Render the lines from the start of the records through the line containing "<point>156,211</point>", inclusive, as a numbered list, omitting any blank lines.

--- --- ---

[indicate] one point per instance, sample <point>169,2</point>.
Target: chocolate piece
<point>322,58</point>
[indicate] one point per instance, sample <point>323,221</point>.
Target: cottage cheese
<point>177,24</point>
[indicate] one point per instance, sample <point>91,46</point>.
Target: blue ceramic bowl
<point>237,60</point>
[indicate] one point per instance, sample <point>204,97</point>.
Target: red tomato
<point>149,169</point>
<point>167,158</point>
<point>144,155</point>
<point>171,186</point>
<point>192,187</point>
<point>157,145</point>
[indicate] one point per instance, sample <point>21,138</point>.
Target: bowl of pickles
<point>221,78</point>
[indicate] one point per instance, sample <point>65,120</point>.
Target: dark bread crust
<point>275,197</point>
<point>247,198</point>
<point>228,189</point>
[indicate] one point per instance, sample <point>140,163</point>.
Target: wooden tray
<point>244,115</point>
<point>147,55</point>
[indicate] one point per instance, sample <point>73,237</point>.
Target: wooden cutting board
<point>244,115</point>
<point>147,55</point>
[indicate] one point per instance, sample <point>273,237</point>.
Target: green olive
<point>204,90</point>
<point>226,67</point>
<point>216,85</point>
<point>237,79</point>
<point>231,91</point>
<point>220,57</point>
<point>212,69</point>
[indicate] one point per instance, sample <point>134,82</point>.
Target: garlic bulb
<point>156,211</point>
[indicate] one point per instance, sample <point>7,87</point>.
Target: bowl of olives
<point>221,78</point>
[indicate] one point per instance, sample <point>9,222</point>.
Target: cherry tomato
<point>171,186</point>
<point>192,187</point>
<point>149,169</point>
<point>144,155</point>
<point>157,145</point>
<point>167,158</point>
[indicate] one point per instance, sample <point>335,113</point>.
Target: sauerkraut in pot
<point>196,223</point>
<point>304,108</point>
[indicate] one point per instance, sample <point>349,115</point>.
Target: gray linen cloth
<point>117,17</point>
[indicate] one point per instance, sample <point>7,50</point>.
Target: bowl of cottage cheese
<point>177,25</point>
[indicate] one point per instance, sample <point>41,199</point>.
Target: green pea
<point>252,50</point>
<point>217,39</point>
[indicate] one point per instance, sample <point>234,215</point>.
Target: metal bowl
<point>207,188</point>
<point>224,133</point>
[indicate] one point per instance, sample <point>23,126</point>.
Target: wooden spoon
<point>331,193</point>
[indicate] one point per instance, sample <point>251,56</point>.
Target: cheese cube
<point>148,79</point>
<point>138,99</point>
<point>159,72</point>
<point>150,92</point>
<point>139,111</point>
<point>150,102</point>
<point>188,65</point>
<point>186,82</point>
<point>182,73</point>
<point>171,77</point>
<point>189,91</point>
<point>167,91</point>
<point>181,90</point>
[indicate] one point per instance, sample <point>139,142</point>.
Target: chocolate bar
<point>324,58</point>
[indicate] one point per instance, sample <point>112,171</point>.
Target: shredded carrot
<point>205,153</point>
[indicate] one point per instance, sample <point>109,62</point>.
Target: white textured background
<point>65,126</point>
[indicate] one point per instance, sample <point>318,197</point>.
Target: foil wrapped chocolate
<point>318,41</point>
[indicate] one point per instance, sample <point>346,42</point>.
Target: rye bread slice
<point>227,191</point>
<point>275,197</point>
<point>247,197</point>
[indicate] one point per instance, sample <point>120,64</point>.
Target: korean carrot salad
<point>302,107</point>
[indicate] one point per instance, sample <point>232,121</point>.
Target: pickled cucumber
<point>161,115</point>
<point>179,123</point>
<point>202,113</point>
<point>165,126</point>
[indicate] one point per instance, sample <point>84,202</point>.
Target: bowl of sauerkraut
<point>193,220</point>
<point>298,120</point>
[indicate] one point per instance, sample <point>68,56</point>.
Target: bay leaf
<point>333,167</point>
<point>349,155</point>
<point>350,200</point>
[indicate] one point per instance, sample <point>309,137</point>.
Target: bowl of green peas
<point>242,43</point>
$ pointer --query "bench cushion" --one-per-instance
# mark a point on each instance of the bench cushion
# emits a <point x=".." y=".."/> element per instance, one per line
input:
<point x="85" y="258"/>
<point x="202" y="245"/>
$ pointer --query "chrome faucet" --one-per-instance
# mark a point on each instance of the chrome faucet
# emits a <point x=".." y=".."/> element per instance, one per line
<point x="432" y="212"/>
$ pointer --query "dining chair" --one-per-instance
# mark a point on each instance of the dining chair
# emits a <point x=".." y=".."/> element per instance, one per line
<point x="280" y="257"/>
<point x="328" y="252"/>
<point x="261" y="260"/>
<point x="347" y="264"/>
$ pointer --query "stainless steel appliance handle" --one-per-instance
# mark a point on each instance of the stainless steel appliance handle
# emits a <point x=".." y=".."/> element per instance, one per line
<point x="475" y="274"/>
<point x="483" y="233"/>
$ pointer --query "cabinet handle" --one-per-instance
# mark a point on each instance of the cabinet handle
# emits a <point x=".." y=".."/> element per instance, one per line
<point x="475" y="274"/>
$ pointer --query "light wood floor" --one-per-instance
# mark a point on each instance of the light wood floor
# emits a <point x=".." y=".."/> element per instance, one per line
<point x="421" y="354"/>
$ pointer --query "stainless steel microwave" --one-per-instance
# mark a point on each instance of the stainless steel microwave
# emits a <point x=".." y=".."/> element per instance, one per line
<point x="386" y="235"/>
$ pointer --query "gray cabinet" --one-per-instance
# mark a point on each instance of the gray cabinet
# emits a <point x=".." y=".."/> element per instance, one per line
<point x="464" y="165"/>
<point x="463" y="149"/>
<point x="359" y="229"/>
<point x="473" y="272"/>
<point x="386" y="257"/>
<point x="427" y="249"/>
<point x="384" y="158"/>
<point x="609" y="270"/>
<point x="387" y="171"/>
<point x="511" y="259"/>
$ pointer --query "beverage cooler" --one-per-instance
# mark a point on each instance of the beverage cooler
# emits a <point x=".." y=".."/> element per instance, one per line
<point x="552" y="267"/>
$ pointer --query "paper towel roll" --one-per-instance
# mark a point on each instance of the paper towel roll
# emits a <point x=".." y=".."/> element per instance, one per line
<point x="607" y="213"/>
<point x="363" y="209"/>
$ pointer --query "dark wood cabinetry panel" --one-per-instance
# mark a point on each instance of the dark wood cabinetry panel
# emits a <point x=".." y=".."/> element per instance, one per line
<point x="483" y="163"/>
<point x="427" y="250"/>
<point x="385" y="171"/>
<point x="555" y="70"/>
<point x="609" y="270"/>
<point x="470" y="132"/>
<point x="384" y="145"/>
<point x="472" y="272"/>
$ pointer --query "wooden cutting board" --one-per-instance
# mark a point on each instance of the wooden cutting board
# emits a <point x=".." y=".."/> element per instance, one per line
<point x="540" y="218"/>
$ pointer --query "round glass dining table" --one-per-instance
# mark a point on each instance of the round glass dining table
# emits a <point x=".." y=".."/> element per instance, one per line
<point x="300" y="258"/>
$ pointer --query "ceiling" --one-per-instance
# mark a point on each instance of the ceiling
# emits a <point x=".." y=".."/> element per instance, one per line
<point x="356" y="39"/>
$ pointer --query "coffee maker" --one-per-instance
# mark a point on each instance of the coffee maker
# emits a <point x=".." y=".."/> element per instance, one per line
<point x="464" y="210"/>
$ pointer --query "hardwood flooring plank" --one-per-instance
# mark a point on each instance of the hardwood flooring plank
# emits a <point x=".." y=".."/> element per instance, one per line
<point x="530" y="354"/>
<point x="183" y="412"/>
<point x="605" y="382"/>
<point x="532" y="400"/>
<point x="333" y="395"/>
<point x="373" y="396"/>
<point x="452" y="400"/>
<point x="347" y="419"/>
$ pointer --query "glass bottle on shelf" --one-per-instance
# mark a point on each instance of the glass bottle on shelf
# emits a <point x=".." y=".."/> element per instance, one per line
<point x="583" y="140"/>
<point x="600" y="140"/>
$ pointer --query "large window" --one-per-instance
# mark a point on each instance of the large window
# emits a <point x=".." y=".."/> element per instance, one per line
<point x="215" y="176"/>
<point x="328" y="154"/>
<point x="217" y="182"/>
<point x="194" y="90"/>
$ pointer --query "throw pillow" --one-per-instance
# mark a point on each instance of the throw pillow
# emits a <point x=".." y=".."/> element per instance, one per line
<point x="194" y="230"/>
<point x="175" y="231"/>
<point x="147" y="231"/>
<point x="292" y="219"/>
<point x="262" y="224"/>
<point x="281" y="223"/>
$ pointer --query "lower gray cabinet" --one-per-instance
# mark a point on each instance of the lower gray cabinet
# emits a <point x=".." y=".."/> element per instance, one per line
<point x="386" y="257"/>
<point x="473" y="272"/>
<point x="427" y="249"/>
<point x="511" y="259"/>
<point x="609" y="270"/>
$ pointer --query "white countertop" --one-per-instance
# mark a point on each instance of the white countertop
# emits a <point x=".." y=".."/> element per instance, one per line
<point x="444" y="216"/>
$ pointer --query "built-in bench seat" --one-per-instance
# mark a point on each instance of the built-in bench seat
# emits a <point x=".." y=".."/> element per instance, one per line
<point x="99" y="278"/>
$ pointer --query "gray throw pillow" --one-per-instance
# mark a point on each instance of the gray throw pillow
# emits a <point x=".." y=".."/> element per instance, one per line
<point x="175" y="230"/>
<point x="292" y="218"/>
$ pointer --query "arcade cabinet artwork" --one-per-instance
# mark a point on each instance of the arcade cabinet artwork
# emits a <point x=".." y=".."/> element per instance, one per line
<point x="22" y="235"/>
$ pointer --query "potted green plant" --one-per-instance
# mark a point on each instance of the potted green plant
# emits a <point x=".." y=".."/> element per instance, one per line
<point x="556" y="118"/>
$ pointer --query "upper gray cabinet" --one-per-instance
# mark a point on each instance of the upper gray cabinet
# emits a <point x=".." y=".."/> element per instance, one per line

--- --- ---

[Answer for the task]:
1. [indicate] one point per instance, sample <point>169,2</point>.
2. Target: chocolate piece
3. <point>322,58</point>
4. [indicate] one point per instance, sample <point>323,221</point>.
5. Target: cottage cheese
6. <point>177,24</point>
7. [indicate] one point per instance, sample <point>91,46</point>.
8. Target: blue ceramic bowl
9. <point>237,60</point>
10. [indicate] one point per instance, sample <point>204,97</point>.
11. Target: red tomato
12. <point>149,169</point>
13. <point>167,158</point>
14. <point>144,155</point>
15. <point>171,186</point>
16. <point>192,187</point>
17. <point>157,145</point>
18. [indicate] one point per instance, sample <point>21,138</point>.
19. Target: bowl of pickles
20. <point>221,78</point>
21. [indicate] one point per instance, sample <point>65,120</point>.
22. Target: dark bread crust
23. <point>275,197</point>
24. <point>247,198</point>
25. <point>228,189</point>
26. [indicate] one point per instance, sample <point>140,163</point>.
27. Target: wooden tray
28. <point>244,115</point>
29. <point>147,55</point>
30. [indicate] one point per instance, sample <point>73,237</point>.
31. Target: wooden cutting board
32. <point>244,115</point>
33. <point>147,55</point>
34. [indicate] one point per instance, sample <point>273,237</point>.
35. Target: green olive
36. <point>204,90</point>
37. <point>226,67</point>
38. <point>216,85</point>
39. <point>237,79</point>
40. <point>231,91</point>
41. <point>220,57</point>
42. <point>212,69</point>
43. [indicate] one point per instance, sample <point>134,82</point>.
44. Target: garlic bulb
45. <point>156,211</point>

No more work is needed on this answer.